■ Task statement: Only an exact copy of the records, from the line with "In this exercise you will spot each instance of the scattered" through the last line, is wanted.

■ Source information:

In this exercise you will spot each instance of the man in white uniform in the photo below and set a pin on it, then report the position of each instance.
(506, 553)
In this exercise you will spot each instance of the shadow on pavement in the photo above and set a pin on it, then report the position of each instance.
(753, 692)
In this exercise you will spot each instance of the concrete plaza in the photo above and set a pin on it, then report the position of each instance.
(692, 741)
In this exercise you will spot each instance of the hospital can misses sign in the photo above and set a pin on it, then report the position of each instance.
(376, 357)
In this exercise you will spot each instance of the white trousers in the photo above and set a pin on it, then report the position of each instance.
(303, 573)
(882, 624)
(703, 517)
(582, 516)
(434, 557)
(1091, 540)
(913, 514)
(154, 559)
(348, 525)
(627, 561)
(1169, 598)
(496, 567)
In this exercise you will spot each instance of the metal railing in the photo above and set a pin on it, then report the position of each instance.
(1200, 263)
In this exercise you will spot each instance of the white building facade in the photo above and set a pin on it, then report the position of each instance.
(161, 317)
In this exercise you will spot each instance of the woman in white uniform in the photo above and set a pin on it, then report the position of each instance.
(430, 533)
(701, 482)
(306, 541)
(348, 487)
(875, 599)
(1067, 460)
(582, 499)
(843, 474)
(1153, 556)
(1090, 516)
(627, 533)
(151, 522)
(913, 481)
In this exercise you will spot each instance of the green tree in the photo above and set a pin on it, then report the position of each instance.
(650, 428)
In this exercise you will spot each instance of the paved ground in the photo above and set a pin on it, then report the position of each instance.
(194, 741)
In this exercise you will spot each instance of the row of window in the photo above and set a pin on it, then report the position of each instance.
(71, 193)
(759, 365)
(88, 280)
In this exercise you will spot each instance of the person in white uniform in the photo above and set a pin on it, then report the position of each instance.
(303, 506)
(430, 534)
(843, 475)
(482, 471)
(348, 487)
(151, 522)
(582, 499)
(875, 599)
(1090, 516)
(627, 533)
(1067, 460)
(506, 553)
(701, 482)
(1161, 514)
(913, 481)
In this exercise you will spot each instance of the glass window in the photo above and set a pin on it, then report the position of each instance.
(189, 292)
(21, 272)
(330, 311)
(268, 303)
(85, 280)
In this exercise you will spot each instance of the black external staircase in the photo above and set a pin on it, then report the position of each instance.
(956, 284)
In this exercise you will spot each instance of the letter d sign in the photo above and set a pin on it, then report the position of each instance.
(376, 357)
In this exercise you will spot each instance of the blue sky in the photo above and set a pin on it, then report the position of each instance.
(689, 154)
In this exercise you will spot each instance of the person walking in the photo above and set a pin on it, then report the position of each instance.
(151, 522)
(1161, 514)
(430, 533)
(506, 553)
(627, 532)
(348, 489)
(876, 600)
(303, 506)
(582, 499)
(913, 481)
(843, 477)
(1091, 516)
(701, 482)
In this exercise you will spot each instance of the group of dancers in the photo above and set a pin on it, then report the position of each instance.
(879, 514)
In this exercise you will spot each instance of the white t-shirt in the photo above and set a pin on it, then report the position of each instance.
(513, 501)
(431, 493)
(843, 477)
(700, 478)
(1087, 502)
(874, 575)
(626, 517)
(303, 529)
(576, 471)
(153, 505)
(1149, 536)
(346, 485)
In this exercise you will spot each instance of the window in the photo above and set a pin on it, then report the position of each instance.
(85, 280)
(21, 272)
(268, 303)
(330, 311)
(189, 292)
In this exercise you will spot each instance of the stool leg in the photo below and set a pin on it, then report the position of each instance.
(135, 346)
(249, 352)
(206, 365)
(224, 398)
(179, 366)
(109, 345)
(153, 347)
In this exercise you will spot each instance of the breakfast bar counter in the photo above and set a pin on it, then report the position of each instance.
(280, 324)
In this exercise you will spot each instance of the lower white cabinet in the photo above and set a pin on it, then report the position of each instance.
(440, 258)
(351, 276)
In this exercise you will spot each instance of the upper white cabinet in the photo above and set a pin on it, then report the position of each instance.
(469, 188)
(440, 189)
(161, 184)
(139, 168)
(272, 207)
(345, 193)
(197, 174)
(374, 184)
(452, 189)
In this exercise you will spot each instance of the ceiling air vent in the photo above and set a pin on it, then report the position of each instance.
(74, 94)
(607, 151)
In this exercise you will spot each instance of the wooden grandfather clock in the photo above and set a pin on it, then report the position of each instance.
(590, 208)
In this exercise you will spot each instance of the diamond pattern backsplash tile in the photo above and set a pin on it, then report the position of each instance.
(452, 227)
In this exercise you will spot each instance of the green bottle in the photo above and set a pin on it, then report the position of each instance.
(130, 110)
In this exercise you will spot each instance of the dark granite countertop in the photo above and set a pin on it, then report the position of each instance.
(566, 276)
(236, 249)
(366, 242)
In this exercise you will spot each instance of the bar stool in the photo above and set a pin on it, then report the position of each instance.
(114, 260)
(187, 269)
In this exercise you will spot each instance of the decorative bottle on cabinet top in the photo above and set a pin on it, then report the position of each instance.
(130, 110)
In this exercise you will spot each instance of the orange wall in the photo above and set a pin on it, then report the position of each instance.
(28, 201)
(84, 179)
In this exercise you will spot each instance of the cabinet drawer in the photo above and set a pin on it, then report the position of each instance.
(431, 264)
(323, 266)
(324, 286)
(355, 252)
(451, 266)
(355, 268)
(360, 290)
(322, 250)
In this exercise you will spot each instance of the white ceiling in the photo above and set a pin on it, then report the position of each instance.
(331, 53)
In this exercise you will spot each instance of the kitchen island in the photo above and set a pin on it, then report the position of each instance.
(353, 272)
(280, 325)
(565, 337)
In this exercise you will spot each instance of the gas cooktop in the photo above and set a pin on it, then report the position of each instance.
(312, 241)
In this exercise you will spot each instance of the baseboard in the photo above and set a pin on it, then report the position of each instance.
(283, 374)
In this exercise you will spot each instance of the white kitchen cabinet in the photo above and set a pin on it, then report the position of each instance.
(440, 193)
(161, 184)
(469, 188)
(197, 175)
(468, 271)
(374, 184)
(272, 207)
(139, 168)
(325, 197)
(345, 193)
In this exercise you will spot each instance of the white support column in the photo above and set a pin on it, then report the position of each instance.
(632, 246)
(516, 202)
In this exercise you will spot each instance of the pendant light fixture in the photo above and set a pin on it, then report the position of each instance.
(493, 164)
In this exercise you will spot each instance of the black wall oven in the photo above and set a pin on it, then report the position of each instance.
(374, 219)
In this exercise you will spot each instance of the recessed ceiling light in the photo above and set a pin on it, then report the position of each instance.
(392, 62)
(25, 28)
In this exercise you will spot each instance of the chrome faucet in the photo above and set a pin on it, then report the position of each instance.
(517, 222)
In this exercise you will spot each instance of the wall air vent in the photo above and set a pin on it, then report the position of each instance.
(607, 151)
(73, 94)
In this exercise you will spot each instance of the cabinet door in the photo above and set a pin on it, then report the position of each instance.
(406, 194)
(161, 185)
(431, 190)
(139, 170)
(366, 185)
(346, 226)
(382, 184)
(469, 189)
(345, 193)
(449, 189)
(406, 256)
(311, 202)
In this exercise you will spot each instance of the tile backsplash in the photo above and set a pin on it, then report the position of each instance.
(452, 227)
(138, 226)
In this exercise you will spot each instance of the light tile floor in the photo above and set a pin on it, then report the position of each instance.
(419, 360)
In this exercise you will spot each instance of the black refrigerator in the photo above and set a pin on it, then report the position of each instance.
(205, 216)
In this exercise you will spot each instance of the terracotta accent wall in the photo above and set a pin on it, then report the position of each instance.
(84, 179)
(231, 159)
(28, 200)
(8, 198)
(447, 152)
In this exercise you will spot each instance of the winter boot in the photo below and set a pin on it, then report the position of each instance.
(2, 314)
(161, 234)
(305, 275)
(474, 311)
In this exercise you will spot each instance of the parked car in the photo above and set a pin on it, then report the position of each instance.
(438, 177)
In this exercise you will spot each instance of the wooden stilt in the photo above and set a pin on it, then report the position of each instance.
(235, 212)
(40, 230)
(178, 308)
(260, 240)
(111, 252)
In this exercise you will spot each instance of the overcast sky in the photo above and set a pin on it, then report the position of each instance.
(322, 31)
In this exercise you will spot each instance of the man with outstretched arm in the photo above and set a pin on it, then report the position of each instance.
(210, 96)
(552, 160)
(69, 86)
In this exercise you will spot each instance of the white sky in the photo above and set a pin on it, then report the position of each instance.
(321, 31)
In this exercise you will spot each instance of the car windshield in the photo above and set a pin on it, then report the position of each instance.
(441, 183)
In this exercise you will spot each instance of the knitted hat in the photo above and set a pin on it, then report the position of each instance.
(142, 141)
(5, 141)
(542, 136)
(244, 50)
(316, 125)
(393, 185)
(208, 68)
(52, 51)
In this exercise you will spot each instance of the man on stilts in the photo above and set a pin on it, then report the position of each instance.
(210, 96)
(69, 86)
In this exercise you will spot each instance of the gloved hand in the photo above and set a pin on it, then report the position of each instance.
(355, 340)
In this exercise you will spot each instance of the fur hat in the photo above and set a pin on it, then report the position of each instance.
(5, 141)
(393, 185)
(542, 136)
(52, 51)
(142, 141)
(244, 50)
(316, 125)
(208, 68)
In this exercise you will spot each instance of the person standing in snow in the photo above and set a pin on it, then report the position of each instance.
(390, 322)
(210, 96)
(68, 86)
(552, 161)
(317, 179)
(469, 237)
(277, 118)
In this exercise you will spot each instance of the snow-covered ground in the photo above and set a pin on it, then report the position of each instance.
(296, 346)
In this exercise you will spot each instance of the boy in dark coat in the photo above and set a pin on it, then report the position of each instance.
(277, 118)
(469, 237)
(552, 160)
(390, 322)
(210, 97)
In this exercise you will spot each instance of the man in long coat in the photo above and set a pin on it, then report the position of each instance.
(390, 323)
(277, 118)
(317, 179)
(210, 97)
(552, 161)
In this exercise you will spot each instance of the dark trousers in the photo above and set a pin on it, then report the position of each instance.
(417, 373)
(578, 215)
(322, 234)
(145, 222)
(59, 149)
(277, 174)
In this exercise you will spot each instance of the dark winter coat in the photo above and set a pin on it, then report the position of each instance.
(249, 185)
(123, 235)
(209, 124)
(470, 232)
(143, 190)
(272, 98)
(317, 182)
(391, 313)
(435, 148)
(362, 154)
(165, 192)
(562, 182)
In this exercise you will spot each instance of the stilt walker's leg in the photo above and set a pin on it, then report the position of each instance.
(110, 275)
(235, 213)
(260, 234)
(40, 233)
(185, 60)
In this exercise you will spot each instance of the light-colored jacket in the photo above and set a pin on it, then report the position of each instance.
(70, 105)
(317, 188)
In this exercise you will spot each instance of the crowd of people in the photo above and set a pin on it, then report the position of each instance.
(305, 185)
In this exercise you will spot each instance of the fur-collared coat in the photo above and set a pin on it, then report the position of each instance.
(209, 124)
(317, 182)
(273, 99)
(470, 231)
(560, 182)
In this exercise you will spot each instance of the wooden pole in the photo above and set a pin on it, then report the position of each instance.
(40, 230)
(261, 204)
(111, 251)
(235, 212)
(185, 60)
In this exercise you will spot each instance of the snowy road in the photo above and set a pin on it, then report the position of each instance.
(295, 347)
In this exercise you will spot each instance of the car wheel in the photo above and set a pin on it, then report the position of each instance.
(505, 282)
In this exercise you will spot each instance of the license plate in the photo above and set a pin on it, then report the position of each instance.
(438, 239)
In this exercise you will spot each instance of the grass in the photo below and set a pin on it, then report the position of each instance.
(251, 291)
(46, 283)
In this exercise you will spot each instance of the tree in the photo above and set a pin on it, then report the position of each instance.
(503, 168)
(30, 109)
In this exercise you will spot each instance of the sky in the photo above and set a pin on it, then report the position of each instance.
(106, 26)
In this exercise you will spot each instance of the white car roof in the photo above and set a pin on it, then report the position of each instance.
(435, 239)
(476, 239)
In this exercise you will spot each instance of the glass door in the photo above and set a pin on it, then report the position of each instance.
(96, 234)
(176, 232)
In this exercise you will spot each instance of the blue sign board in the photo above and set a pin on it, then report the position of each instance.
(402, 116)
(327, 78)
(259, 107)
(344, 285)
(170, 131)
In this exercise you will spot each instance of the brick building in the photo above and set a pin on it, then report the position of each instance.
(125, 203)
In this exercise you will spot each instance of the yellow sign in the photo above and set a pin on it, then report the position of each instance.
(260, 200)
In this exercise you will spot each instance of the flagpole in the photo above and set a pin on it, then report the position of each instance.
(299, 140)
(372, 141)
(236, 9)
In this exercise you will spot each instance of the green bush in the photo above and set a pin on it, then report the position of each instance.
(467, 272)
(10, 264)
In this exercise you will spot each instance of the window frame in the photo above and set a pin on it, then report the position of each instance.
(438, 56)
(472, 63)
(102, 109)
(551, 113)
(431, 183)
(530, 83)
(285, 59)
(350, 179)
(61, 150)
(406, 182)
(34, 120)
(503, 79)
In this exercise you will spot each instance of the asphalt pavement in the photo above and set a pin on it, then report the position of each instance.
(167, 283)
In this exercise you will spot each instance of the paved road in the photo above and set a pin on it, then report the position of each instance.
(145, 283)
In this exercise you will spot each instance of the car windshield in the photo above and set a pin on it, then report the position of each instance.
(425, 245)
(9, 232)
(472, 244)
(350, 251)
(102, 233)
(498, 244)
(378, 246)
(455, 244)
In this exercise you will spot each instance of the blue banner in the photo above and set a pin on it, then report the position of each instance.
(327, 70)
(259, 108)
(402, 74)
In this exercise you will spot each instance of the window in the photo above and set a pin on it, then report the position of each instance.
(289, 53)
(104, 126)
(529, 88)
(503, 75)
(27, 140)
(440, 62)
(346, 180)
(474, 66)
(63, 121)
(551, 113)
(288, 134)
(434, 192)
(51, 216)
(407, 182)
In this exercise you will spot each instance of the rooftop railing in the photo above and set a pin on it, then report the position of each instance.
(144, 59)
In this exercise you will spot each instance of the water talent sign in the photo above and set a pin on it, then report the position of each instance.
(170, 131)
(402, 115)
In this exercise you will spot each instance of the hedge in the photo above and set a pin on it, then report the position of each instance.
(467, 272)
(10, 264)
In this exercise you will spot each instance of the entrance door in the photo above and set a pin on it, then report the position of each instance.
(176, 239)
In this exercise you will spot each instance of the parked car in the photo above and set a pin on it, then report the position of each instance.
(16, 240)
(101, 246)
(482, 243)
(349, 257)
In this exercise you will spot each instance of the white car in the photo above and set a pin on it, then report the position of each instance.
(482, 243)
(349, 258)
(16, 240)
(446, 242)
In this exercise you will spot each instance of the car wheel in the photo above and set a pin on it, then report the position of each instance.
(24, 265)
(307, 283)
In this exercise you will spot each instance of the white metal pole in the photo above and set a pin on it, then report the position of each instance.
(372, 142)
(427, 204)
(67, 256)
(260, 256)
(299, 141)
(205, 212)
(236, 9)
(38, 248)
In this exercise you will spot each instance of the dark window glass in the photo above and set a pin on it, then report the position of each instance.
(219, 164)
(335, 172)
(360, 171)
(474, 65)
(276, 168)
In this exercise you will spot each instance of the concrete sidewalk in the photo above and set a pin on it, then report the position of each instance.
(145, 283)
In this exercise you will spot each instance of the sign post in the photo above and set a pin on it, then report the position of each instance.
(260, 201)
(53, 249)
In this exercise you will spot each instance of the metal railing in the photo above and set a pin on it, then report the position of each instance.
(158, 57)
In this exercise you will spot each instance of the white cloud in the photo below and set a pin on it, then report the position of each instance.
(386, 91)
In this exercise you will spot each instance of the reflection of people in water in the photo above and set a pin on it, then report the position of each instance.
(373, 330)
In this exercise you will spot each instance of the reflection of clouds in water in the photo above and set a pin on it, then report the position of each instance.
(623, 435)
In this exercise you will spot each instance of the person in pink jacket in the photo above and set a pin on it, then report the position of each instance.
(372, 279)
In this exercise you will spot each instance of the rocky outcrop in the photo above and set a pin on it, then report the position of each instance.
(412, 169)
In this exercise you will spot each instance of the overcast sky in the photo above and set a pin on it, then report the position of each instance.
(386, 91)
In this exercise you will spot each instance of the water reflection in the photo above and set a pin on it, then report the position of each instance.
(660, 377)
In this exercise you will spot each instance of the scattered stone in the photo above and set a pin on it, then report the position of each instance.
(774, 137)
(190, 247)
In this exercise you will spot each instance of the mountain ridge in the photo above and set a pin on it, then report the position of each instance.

■ Task answer:
In this exercise you will spot each instance of the scattered stone in the photo above and set a pin on it, then report the position of each instance.
(774, 137)
(190, 247)
In this exercise you will spot each instance of the mountain ridge in the photo above and set a pin on it, then report the position of each instance.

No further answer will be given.